● **DATA UNDER STUDY**
━━━

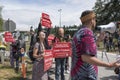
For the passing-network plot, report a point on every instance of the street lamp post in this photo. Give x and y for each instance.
(60, 10)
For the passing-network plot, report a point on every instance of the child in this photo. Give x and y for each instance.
(22, 62)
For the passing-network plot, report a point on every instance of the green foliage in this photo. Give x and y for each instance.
(107, 11)
(1, 24)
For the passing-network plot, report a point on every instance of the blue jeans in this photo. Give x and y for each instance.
(59, 68)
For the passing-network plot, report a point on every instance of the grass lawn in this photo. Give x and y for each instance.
(8, 73)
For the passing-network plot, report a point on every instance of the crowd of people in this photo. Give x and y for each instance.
(84, 52)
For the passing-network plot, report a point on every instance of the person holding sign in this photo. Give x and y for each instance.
(84, 51)
(59, 62)
(22, 62)
(38, 72)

━━━

● **TASK ITEM**
Each line from the one containing "of the blue" through the final line of the records must be repeated exactly, with no line added or dropped.

● **ANSWER SECTION**
For the passing-network plot, report a point on every instance of the blue jeans in this photo. Give x and y for each instance.
(59, 68)
For the passing-network plot, report a point on every instance of the grass lawn in this photo. Give x and y for each instance.
(8, 73)
For the passing-network plot, report a point on every instance of the crowd of people in this photo. Give x and y for each instance.
(84, 52)
For the passing-network plot, report a point on every instance of the person holding sign in this photo. Give x and y for each instance.
(84, 51)
(59, 62)
(22, 62)
(38, 72)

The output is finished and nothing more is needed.